"Sac la mort" (2015) d'Emmanuel Parraud

Un prince danois au Piton

Le sang a coulé, la tranche visqueuse et rouge d'une feuille de maïs en témoigne. Un homme sort hâtivement des fourrés, la machette à la main indique sans forcer sa culpabilité. Il se présente rapidement devant le frère de sa victime pour lui dire ceci : « Je suis l'assassin de ton frère ». Et son interlocuteur de ne rien lui répondre sinon de le laisser tranquille, qu'on lui fiche la paix.

 

 

Sac la mort s'ouvre ainsi et il laisse franchement bouche bée. C'est que le second long-métrage d'Emmanuel Parraud démarre fort en jetant son ancrage documentaire par-dessus bord de l'anthropologie visuelle et de l'observation ethnographique, pour tomber dans les eaux lourdes et troubles du cinéma de fiction et éclabousser tant les automatismes identificatoires que les clichés exotiques.

 

 

 

 

Ne pas savoir sur quel pied danser est une danse

(un hoquet au rhum)

 

 

 

 

Du coup le spectateur hésite parce qu'il ne sait quoi penser de cette ouverture, déphasé qu'il est entre l'orient d'un cinéma du réel et la désorientation d'un cinéma qui le documente autant qu'il le fabrique en s'ingéniant à brouiller les lignes de partage, qu'il fait couler abondamment les lignes de fuite comme on a les yeux qui brûlent et pleurent à force de se bourrer la gueule au rhum blanc. Cette ouverture, est-elle rigoureusement fidèle à son inscription ethnographique (le refus de réagir plaide pour le désir des pauvres gens à ne pas impliquer les autorités policières dans leur malheur) ou bien lui est-elle infidèle par diagonalisation fantasque tirée par les aiguillons nécessaires mais artificiels du genre (la réaction inattendue prépare à une action d'un autre type plus conforme au délire de la fiction) ? Mais le genre lui-même, polar, thriller de la vengeance ou enquête policière, aurait cependant poussé à enchaîner en suivant la piste mythique, mille fois foulée, de la réciprocité dans le déchaînement défouloir des violences mimétiques. La fidélité ou l'infidélité relève-t-elle donc des motivations intrinsèques de la fiction ou bien des raisons extrinsèques du documentaire ? On ne sait pas, on n'aura jamais su, frontière mal perçue car toujours déjà perdue.

**TRAVAIL À RÉALISER**
1) Résumez en deux phrases le texte consacré à « Sac la mort ».
2) Répondez aux questions suivantes à l'aide du texte consacré à « Sac la mort » :
(a) Qu'est-ce qui témoigne que le sang a coulé ?
(b) Quel rang « Sac la mort » occupe-t-il parmi les longs-métrages d'Emmanuel Parraud ?
(c) Selon le texte, pour quel désir plaide le refus de réagir ?
3) Recopiez mot pour mot le passage du texte consacré à « Sac la mort » qui va de « Sac la mort s'ouvre » à « hoquet au rhum) ».

**LIGNES EXTRAITES**

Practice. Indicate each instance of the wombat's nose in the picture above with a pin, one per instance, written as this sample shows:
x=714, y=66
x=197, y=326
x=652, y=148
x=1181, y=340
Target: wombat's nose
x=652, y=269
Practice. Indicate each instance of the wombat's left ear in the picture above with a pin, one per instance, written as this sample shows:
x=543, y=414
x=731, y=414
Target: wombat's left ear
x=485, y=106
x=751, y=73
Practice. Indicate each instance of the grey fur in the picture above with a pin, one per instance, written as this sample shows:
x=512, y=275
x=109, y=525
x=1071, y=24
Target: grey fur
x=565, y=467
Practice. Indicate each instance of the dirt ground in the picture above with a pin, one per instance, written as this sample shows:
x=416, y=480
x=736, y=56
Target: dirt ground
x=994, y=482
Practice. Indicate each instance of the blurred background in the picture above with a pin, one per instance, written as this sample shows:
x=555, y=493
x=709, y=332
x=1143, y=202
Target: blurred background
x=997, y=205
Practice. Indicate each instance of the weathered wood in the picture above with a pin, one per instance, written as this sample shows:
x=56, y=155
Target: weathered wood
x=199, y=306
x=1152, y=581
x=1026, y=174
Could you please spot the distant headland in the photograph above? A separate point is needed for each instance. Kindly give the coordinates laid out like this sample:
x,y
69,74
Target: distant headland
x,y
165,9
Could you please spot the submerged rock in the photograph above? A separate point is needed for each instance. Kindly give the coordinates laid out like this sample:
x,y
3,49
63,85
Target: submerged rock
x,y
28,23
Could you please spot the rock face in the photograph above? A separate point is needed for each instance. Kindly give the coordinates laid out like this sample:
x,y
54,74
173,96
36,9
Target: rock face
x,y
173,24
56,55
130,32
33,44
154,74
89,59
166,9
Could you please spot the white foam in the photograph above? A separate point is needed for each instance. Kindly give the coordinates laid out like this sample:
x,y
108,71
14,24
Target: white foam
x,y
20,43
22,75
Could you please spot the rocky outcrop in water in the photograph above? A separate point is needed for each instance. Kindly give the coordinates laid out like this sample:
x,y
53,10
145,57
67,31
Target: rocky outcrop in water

**CORRIGÉS DÉTAILLÉS**
1) « Sac la mort », second long-métrage d'Emmanuel Parraud, s'ouvre sur un homme qui sort des fourrés, machette à la main, et déclare au frère de sa victime être l'assassin de son frère, sans obtenir d'autre réponse qu'une demande de le laisser tranquille. En délaissant son ancrage documentaire pour le cinéma de fiction, le film laisse le spectateur hésitant, incapable de dire si cette ouverture est fidèle à son inscription ethnographique ou si elle obéit aux ressorts du genre.

2)
(a) La tranche visqueuse et rouge d'une feuille de maïs.
(b) Il s'agit de son second long-métrage.
(c) Le désir des pauvres gens de ne pas impliquer les autorités policières dans leur malheur.

3)
Sac la mort s'ouvre ainsi et il laisse franchement bouche bée. C'est que le second long-métrage d'Emmanuel Parraud démarre fort en jetant son ancrage documentaire par-dessus bord de l'anthropologie visuelle et de l'observation ethnographique, pour tomber dans les eaux lourdes et troubles du cinéma de fiction et éclabousser tant les automatismes identificatoires que les clichés exotiques.

 

 

 

 

Ne pas savoir sur quel pied danser est une danse

(un hoquet au rhum)